··· Text

The Midland Railway's Gloucester & Berkeley New Docks branch, from Berkeley Road station to the docks at Sharpness, was authorised in 1872. On the same day, the Severn Bridge Railway was authorised, which would connect the Berkeley branch to the Severn and Wye Railway and Great Western Railway (GWR) at . The branch line was opened to freight traffic in August 1875 with passenger services starting a year later. The station opened for passengers on 1 August 1876.

Before the branch line was built, Berkeley had been served by Berkeley Road, which was originally called "Dursley and Berkeley Road" and opened in 1844. It was two miles east of the town. Berkeley station was marginally more convenient: about a mile north of the town.

The Sharpness branch became a through-route from 1879 with the opening of the Severn Railway Bridge, connecting Sharpness with the Forest of Dean side of the Severn Estuary and enabling through services between Berkeley Road and Lydney Town railway station, some of which ran on to Lydbrook. Children from Berkeley attending school in Lydney were among the passengers.

Upon the opening of the Severn Bridge on 17 October 1879, the Severn Bridge Railway amalgamated with the Severn & Wye Railway, to form the Severn & Wye & Severn Bridge Railway. This got into financial difficulties in 1883, and on 1 July 1894, was sold jointly to the GWR and MR; the Sharpness branch was transferred to the joint committee at the same time.

······
··· Entries supplied

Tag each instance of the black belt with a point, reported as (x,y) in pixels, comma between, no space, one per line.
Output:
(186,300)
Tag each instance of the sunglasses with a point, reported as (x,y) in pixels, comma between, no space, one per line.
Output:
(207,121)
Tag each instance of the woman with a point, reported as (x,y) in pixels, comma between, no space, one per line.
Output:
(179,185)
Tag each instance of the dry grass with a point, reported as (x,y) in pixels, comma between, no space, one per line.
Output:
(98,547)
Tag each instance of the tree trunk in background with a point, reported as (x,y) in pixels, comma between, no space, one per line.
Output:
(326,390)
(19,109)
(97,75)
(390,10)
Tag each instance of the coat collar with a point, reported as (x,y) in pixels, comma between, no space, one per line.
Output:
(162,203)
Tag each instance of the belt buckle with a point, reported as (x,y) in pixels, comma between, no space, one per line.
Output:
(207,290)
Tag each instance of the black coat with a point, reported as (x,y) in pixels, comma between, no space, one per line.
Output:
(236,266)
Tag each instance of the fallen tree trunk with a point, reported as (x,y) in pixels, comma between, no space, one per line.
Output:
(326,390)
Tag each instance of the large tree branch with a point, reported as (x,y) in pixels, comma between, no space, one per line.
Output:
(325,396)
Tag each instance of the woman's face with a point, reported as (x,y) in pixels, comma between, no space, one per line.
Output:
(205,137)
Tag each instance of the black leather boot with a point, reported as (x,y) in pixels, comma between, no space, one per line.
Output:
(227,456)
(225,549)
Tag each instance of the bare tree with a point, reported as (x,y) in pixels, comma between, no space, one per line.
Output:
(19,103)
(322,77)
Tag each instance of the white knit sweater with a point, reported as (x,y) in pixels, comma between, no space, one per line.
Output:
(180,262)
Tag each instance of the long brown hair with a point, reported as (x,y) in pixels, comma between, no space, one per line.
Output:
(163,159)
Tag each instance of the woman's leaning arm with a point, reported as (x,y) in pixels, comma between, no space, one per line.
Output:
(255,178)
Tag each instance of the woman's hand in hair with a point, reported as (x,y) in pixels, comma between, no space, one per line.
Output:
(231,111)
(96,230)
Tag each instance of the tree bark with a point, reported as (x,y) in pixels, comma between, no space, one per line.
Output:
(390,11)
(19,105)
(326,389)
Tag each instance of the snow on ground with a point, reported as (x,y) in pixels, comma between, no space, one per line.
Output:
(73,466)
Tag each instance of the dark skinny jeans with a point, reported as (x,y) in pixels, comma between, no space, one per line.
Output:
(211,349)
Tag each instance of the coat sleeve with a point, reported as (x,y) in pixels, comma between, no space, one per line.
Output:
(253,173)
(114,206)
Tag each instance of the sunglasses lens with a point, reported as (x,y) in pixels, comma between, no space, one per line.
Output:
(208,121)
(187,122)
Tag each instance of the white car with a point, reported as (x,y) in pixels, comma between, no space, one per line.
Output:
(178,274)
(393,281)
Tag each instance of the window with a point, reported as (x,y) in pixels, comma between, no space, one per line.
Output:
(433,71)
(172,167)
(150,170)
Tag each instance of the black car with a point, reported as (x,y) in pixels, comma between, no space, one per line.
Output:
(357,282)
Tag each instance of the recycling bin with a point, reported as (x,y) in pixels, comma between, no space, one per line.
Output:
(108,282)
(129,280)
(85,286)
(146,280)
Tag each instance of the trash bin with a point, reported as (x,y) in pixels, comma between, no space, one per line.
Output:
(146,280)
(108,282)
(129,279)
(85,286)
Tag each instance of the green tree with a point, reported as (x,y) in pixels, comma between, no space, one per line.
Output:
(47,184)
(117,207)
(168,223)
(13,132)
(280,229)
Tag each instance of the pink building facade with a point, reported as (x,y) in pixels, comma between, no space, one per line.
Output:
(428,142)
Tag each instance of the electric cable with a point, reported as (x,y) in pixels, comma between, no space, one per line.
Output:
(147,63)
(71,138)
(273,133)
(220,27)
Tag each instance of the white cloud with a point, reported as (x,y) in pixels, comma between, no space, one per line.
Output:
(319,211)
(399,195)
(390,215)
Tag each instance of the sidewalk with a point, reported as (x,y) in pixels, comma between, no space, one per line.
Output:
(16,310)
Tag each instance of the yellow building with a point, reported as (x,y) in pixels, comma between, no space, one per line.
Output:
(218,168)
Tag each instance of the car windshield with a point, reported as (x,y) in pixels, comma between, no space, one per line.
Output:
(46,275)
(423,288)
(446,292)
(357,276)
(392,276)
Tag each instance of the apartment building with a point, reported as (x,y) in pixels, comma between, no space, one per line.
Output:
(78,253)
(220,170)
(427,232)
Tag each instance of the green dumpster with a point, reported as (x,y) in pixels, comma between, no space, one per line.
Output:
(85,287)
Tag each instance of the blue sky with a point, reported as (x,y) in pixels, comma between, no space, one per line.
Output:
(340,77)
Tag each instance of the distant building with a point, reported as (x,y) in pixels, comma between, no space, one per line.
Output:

······

Exercise tasks
**a)** Answer these questions from the Berkeley station history:
(i) On what date did the station open for passengers?
(ii) What was Berkeley Road station originally called?
(iii) On what date was the Sharpness branch transferred to the joint committee?
**b)** Continue the Berkeley station history, picking up after its final sentence.

Numbered answers
**a)**
(i) 1 August 1876
(ii) "Dursley and Berkeley Road"
(iii) 1 July 1894

**b)**
The branch line was double track and the station building, built of brick, was on the down platform. There was a goods shed and a small goods yard just before the station on the line in from Berkeley Road. The line was later singled and the up platform (for trains towards Berkeley Road) was then redundant.

Through-services to Lydney on the line ceased abruptly in October 1960 when the Severn Railway Bridge was damaged beyond economic repair in a shipping accident. The station closed on 2 November 1964, when passenger services ceased on the Sharpness branch; goods facilities were withdrawn two years later. The station buildings were demolished though the stationmaster's house remains. A gantry crane was installed over a single remaining siding in the former goods yard to allow the loading of nuclear fuel flasks from Berkeley nuclear power station which saw regular, if infrequent, use. The power station was decommissioned in 1989 but the siding and crane remain in place. The track through the site remains as the Sharpness docks link is still open for very occasional freight services.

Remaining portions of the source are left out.